• [Source information]
──────────────────────────────

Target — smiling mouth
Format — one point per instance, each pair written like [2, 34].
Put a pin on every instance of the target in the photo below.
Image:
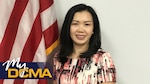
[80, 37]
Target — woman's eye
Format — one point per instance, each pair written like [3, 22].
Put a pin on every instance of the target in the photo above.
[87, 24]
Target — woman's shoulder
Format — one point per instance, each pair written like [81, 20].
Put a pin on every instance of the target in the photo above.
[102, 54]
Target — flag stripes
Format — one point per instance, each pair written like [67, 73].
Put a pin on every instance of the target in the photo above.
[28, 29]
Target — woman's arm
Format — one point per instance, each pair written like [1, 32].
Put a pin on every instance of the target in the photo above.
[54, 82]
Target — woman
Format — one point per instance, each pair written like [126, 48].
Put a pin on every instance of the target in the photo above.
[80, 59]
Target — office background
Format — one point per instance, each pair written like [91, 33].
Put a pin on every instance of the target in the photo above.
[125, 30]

──────────────────────────────

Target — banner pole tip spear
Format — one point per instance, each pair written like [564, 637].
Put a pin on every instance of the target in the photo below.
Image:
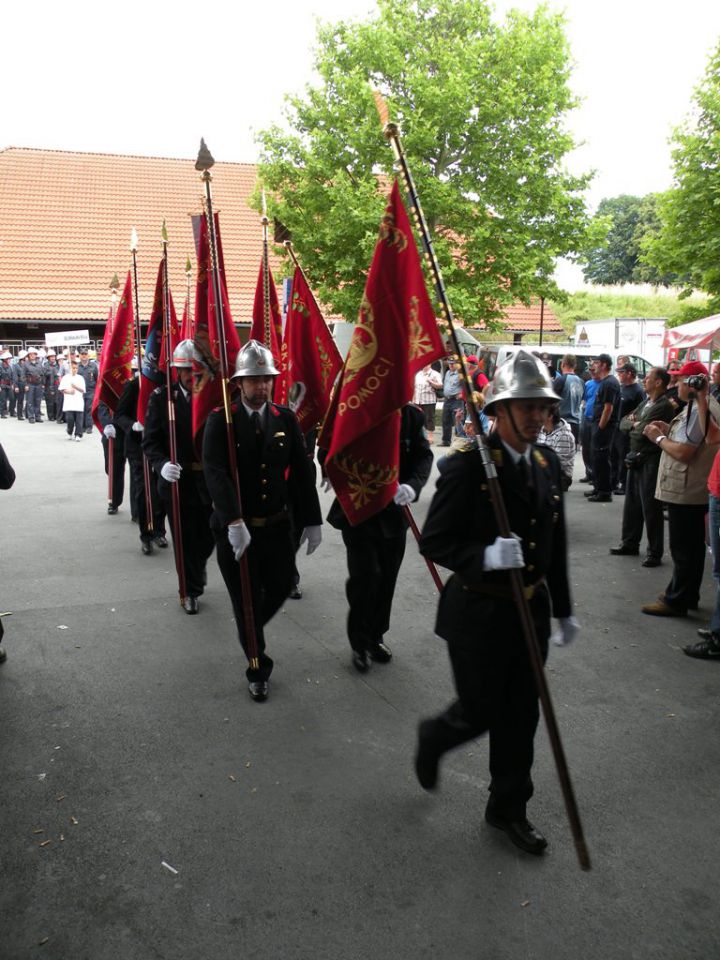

──────────────────────────────

• [What the task requires] A single number is needed: the count of lines in the records that contain "woman".

• [Expected answer] 4